Reading text below:

[Pacemaker] Announce: Making Resource Utilization Dynamic

Wed Jun 12 11:10:44 EDT 2013

On 2013-06-12T11:31:43, Michael Schwartzkopff <misch at clusterbau.com> wrote:

> > Pacemaker is not necessarily the best tool to implement quick reaction
> > to changing load, though. The utilization feature is concerned with
> > *correctness* first - namely, don't overcommit resources severely, e.g.,
> > the case of Xen/VMs in general, don't overcommit physical memory
> > (which could even prevent resources from starting at all), or making
> > sure there's at least 0.5 CPU cores available per VM, etc.
> > 
> > Without having the admin having to figure out the node scores
> > manually. Ease of configuration and all that.
> 
> Well. At the moment I did not find a better solution.

Well, hard requirements could possibly be populated in monitor_0, or on
the first start - if the resource couldn't start otherwise anyway,
rescheduling it at this point makes sense, and it'd only happen once.

(If added in monitor_0, we'd populate them as part of the probe when the
resource is added for the first time, most likely, which is also OK.)

> > I think what you want instead are thresholds; only if the resource
> > utilization stays above XXX for YYY times, update the CIB, so that the
> > service can be moved to a more powerful server. Lower requirements again
> > if the system is below a fall-back threshold for a given period. You
> > want to minimize movement. And to add a scale factor so you can allow
> > for some overcommit if desired. [*]
> 
> thresholds a definitely a better approach. Basically I just wanted to
> start a discussion and provide a proof of concept. There is plenty of
> space for improvement. The most important point was that I did not
> want to keep a history record on disk but wanted to calculate the new
> value from the existing value.

Sure. But you may need to keep track of the min/max/avg resource
consumption over 5-60 minutes for the table too, and I don't think you
can store that in the CIB.

End of Reading text.
Data below:

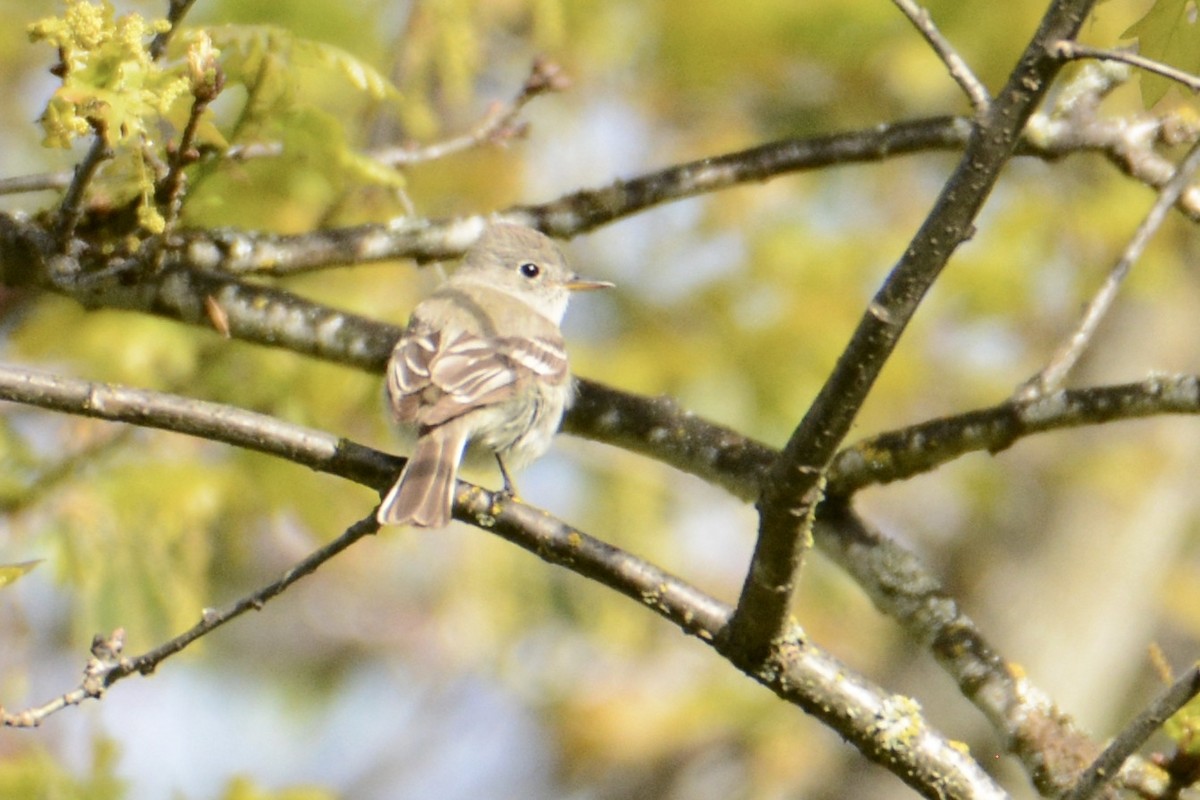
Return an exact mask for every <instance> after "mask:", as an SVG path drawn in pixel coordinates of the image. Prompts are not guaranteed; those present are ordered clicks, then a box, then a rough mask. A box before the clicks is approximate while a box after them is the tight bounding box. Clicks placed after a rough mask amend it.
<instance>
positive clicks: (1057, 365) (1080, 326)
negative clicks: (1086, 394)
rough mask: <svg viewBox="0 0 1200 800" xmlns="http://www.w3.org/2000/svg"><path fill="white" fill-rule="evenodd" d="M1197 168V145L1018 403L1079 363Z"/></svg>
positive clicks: (1047, 389)
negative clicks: (1067, 333) (1085, 307)
mask: <svg viewBox="0 0 1200 800" xmlns="http://www.w3.org/2000/svg"><path fill="white" fill-rule="evenodd" d="M1198 168H1200V143H1196V144H1194V145H1193V146H1192V150H1190V151H1189V152H1188V155H1187V156H1186V157H1184V158H1183V161H1182V162H1180V166H1178V168H1176V170H1175V175H1174V176H1172V178H1171V180H1169V181H1168V182H1166V186H1164V187H1163V188H1162V191H1160V192H1159V193H1158V199H1157V200H1154V205H1153V206H1152V207H1151V209H1150V211H1148V212H1147V213H1146V217H1145V218H1144V219H1142V221H1141V224H1140V225H1138V230H1136V231H1135V233H1134V235H1133V237H1132V239H1130V240H1129V243H1128V245H1127V246H1126V249H1124V252H1123V253H1122V254H1121V258H1120V259H1117V263H1116V264H1115V265H1114V266H1112V270H1111V271H1110V272H1109V275H1108V277H1106V278H1105V279H1104V283H1103V284H1102V285H1100V289H1099V291H1097V293H1096V296H1094V297H1092V300H1091V302H1088V303H1087V308H1086V309H1085V311H1084V318H1082V320H1080V323H1079V326H1078V327H1076V329H1075V331H1074V333H1072V335H1070V337H1069V338H1068V339H1067V341H1066V342H1063V343H1062V344H1061V345H1060V347H1058V349H1057V350H1056V351H1055V354H1054V356H1052V357H1051V359H1050V361H1049V362H1048V363H1046V366H1045V367H1043V368H1042V371H1040V372H1039V373H1038V374H1036V375H1033V377H1032V378H1030V379H1028V380H1027V381H1025V383H1024V384H1021V386H1020V387H1018V390H1016V398H1018V399H1032V398H1034V397H1039V396H1042V395H1045V393H1048V392H1052V391H1055V390H1056V389H1058V386H1061V385H1062V381H1063V380H1064V379H1066V378H1067V374H1068V373H1069V372H1070V369H1072V368H1073V367H1074V366H1075V363H1076V362H1078V361H1079V359H1080V356H1082V355H1084V351H1085V350H1086V349H1087V347H1088V344H1091V342H1092V338H1093V336H1094V335H1096V330H1097V327H1099V324H1100V320H1103V319H1104V315H1105V314H1106V313H1108V311H1109V308H1111V307H1112V302H1114V301H1115V300H1116V296H1117V291H1118V290H1120V288H1121V283H1122V282H1123V281H1124V278H1126V276H1128V275H1129V270H1130V269H1133V265H1134V264H1135V263H1136V261H1138V259H1139V258H1141V254H1142V253H1144V252H1145V249H1146V245H1148V243H1150V240H1151V237H1152V236H1153V235H1154V233H1156V231H1158V229H1159V228H1160V227H1162V224H1163V221H1164V219H1166V215H1168V212H1170V210H1171V209H1172V207H1174V206H1175V204H1176V203H1177V201H1178V199H1180V197H1181V196H1182V194H1183V192H1184V191H1186V190H1187V188H1188V186H1189V184H1190V182H1192V178H1193V175H1194V174H1195V170H1196V169H1198Z"/></svg>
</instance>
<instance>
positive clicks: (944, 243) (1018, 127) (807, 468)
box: [730, 0, 1094, 663]
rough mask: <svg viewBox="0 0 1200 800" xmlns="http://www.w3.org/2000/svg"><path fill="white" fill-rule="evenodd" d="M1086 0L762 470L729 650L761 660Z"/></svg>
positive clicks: (939, 206)
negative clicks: (915, 331) (811, 528)
mask: <svg viewBox="0 0 1200 800" xmlns="http://www.w3.org/2000/svg"><path fill="white" fill-rule="evenodd" d="M1093 1H1094V0H1058V1H1057V2H1054V4H1051V6H1050V8H1049V11H1048V12H1046V14H1045V17H1044V18H1043V20H1042V25H1040V26H1039V29H1038V31H1037V34H1036V35H1034V37H1033V40H1032V41H1031V42H1030V44H1028V47H1027V48H1026V50H1025V53H1024V54H1022V56H1021V59H1020V61H1019V62H1018V66H1016V68H1015V70H1014V71H1013V73H1012V76H1010V77H1009V79H1008V83H1007V84H1006V86H1004V89H1003V91H1002V92H1001V94H1000V95H998V96H997V100H996V102H995V103H994V104H992V106H991V107H990V109H989V113H988V115H986V118H985V119H984V120H983V121H982V122H980V124H979V126H978V128H977V131H976V132H974V134H973V136H972V138H971V140H970V143H968V144H967V149H966V151H965V152H964V156H962V158H961V161H960V162H959V166H958V168H956V169H955V172H954V174H953V175H952V176H950V179H949V180H948V181H947V182H946V186H944V187H943V190H942V193H941V194H940V197H938V198H937V201H936V203H935V205H934V209H932V210H931V211H930V213H929V216H928V217H926V219H925V222H924V223H923V224H922V227H920V229H919V230H918V231H917V235H916V236H914V237H913V240H912V242H911V243H910V246H908V248H907V249H906V251H905V254H904V255H902V257H901V258H900V260H899V261H898V263H896V265H895V266H894V267H893V270H892V272H890V275H889V276H888V278H887V279H886V281H884V283H883V285H882V287H881V288H880V290H878V293H877V294H876V295H875V299H874V300H872V301H871V303H870V306H869V307H868V309H866V312H865V313H864V314H863V318H862V320H860V321H859V324H858V327H857V329H856V331H854V333H853V336H852V337H851V341H850V344H848V345H847V347H846V348H845V350H842V353H841V356H840V357H839V359H838V363H836V366H835V367H834V371H833V373H832V374H830V375H829V379H828V380H827V381H826V384H824V386H822V389H821V392H820V393H818V395H817V398H816V399H815V401H814V403H812V407H811V408H810V409H809V411H808V413H806V414H805V415H804V419H803V420H802V421H800V423H799V426H798V427H797V428H796V431H794V432H793V434H792V437H791V439H790V440H788V443H787V445H786V446H785V447H784V452H782V455H781V457H780V458H779V461H778V462H775V464H774V465H773V467H772V470H770V473H769V474H768V477H767V481H766V483H764V486H763V492H762V497H761V499H760V501H758V512H760V527H758V540H757V543H756V546H755V553H754V558H752V561H751V565H750V569H749V571H748V573H746V581H745V585H744V588H743V591H742V597H740V599H739V600H738V607H737V612H736V613H734V616H733V621H732V622H731V625H730V633H731V636H732V637H733V639H734V642H733V643H732V644H731V649H732V650H733V651H734V652H739V654H740V655H742V657H743V658H744V660H745V661H746V662H748V663H754V662H760V661H762V660H764V658H766V656H767V654H768V652H769V651H770V648H772V646H773V645H772V643H773V642H774V640H775V639H778V637H779V636H780V634H781V632H782V631H784V630H786V627H787V614H788V609H790V607H791V600H792V595H793V591H794V579H796V576H797V573H798V570H799V569H800V566H802V564H803V560H804V553H805V551H806V547H808V543H809V536H810V530H811V519H812V511H814V509H815V507H816V505H817V504H818V503H820V500H821V497H822V487H821V481H822V475H823V473H824V469H826V468H827V467H828V464H829V462H830V459H832V458H833V456H834V453H835V451H836V449H838V445H839V444H840V443H841V440H842V438H844V437H845V435H846V432H847V431H848V429H850V426H851V423H852V422H853V420H854V417H856V415H857V414H858V409H859V408H860V405H862V403H863V401H864V399H865V398H866V395H868V392H869V391H870V389H871V386H872V385H874V384H875V379H876V378H877V377H878V374H880V372H881V371H882V369H883V365H884V363H886V362H887V360H888V357H889V356H890V355H892V351H893V349H894V348H895V345H896V342H898V341H899V339H900V335H901V333H902V332H904V329H905V327H906V326H907V324H908V321H910V320H911V319H912V317H913V314H914V313H916V311H917V306H918V303H919V302H920V300H922V299H923V297H924V295H925V293H926V291H928V290H929V288H930V287H931V285H932V283H934V281H935V279H936V278H937V276H938V275H940V273H941V270H942V267H943V266H944V265H946V263H947V261H948V260H949V258H950V255H952V254H953V252H954V251H955V249H956V248H958V246H959V245H960V243H962V242H964V241H966V240H967V239H968V237H970V236H971V235H972V233H973V230H974V227H973V221H974V218H976V215H977V213H978V212H979V210H980V209H982V207H983V203H984V200H986V198H988V196H989V194H990V192H991V188H992V186H994V185H995V184H996V181H997V179H998V178H1000V173H1001V169H1002V168H1003V166H1004V164H1006V163H1007V162H1008V160H1009V158H1010V157H1012V155H1013V151H1014V149H1015V146H1016V142H1018V138H1019V136H1020V132H1021V130H1022V128H1024V127H1025V124H1026V121H1027V120H1028V119H1030V116H1031V115H1032V114H1033V110H1034V108H1036V107H1037V104H1038V103H1039V102H1040V100H1042V97H1043V96H1044V95H1045V92H1046V90H1048V88H1049V84H1050V82H1051V80H1052V79H1054V77H1055V76H1056V74H1057V72H1058V71H1060V70H1061V67H1062V61H1061V60H1058V59H1056V58H1054V56H1052V55H1051V54H1050V53H1049V52H1048V49H1046V47H1048V43H1050V42H1055V41H1058V40H1062V38H1069V37H1072V36H1074V34H1075V31H1076V30H1078V29H1079V26H1080V25H1081V24H1082V20H1084V17H1085V16H1086V14H1087V12H1088V10H1090V8H1091V6H1092V2H1093Z"/></svg>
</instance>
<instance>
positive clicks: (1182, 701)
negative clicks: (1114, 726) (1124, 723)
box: [1062, 664, 1200, 800]
mask: <svg viewBox="0 0 1200 800" xmlns="http://www.w3.org/2000/svg"><path fill="white" fill-rule="evenodd" d="M1196 694H1200V664H1193V666H1192V668H1190V669H1188V670H1187V672H1186V673H1184V674H1183V675H1182V676H1181V678H1180V679H1178V680H1176V681H1175V682H1174V684H1172V685H1171V686H1170V687H1168V688H1166V691H1164V692H1163V693H1162V694H1159V696H1158V697H1157V698H1156V699H1154V702H1153V703H1151V704H1150V705H1148V706H1146V709H1144V710H1142V712H1141V714H1139V715H1138V716H1136V717H1135V718H1134V720H1133V721H1132V722H1129V724H1127V726H1126V727H1124V729H1123V730H1122V732H1121V734H1120V735H1118V736H1117V738H1116V739H1114V740H1112V742H1111V744H1109V746H1108V747H1105V748H1104V752H1103V753H1100V756H1099V758H1097V759H1096V760H1094V762H1093V763H1092V764H1091V766H1088V768H1087V769H1086V770H1085V771H1084V774H1082V775H1080V776H1079V782H1078V783H1075V786H1074V787H1072V789H1070V792H1068V793H1067V794H1064V795H1062V800H1087V798H1091V796H1092V795H1094V794H1096V793H1097V792H1099V790H1100V789H1102V788H1103V787H1104V784H1105V783H1108V782H1109V781H1111V780H1112V778H1115V777H1116V776H1117V775H1118V772H1120V771H1121V765H1122V764H1124V763H1126V760H1127V759H1128V758H1129V757H1130V756H1132V754H1133V753H1134V752H1135V751H1136V750H1138V748H1139V747H1141V745H1142V744H1144V742H1145V741H1146V740H1147V739H1150V736H1151V735H1152V734H1153V733H1154V732H1156V730H1158V729H1159V728H1160V727H1162V726H1163V723H1164V722H1166V721H1168V720H1169V718H1170V717H1171V715H1174V714H1175V712H1176V711H1178V710H1180V709H1182V708H1183V706H1184V705H1187V703H1188V702H1189V700H1192V698H1194V697H1195V696H1196Z"/></svg>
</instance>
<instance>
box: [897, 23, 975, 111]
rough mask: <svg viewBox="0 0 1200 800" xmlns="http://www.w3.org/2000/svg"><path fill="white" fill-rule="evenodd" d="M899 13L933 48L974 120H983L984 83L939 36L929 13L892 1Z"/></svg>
mask: <svg viewBox="0 0 1200 800" xmlns="http://www.w3.org/2000/svg"><path fill="white" fill-rule="evenodd" d="M892 2H894V4H895V5H896V7H898V8H900V11H902V12H904V14H905V17H907V18H908V22H911V23H912V24H913V26H914V28H916V29H917V30H918V31H920V35H922V36H924V37H925V41H926V42H929V46H930V47H932V48H934V52H935V53H937V58H940V59H941V60H942V64H944V65H946V68H947V70H949V72H950V77H952V78H954V80H955V82H956V83H958V84H959V86H961V88H962V91H964V92H965V94H966V96H967V100H968V101H970V102H971V108H973V109H974V115H976V119H977V120H980V119H983V116H984V114H986V113H988V108H989V107H990V106H991V95H989V94H988V88H986V86H984V85H983V82H980V80H979V78H977V77H976V74H974V73H973V72H972V71H971V67H968V66H967V62H966V61H965V60H964V59H962V56H961V55H959V53H958V50H955V49H954V46H953V44H950V42H949V40H947V38H946V37H944V36H942V32H941V31H940V30H937V25H935V24H934V19H932V17H930V16H929V10H928V8H924V7H923V6H918V5H917V4H916V2H913V0H892Z"/></svg>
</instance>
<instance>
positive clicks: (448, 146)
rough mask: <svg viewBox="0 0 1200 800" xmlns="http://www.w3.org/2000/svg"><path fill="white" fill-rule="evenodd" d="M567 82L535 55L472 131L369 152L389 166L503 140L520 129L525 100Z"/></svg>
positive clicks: (562, 85) (520, 129)
mask: <svg viewBox="0 0 1200 800" xmlns="http://www.w3.org/2000/svg"><path fill="white" fill-rule="evenodd" d="M569 85H570V82H569V79H568V78H566V76H564V74H563V71H562V68H560V67H559V66H558V65H557V64H554V62H553V61H547V60H546V59H541V58H539V59H536V60H534V62H533V67H532V68H530V71H529V77H528V78H526V82H524V84H523V85H522V86H521V90H520V91H518V92H517V95H516V97H514V98H512V100H511V101H510V102H509V103H506V104H500V103H496V104H494V106H493V107H492V108H491V109H490V110H488V113H487V114H486V115H485V116H484V119H482V120H480V122H479V124H478V125H476V126H475V127H474V128H473V130H472V131H468V132H467V133H464V134H462V136H458V137H455V138H452V139H446V140H444V142H437V143H433V144H428V145H425V146H418V148H413V146H400V148H386V149H380V150H377V151H374V152H372V154H370V155H371V157H372V158H374V160H376V161H378V162H380V163H384V164H389V166H391V167H408V166H412V164H418V163H424V162H427V161H434V160H437V158H445V157H446V156H450V155H454V154H457V152H462V151H464V150H469V149H472V148H475V146H479V145H480V144H484V143H490V142H491V143H498V142H506V140H509V139H512V138H516V137H518V136H521V134H523V133H524V125H522V124H521V122H520V121H518V118H520V115H521V110H522V109H523V108H524V107H526V104H528V103H529V101H532V100H533V98H534V97H538V96H539V95H544V94H546V92H551V91H563V90H564V89H566V88H568V86H569Z"/></svg>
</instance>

End of Data.

- Tasks to perform:
1. In the Pacemaker thread, rewrite the quoted paragraph beginning "I think what you want instead are thresholds" as a short bulleted list, keeping its main facts.
2. According to the Pacemaker thread, which measures of resource consumption over 5-60 minutes might need to be tracked? List all of them.
3. In the Pacemaker thread, what did Michael Schwartzkopff say he did not want to keep on disk?

- Answers given:
1.
- Use thresholds: update the CIB only if the resource's utilization stays above XXX for YYY times, so the service can be moved to a more powerful server.
- Lower the requirements again if the system stays below a fall-back threshold for a given period.
- Minimize movement.
- Add a scale factor to allow some overcommit if desired.

2.
- Minimum
- Maximum
- Average

3. A history record.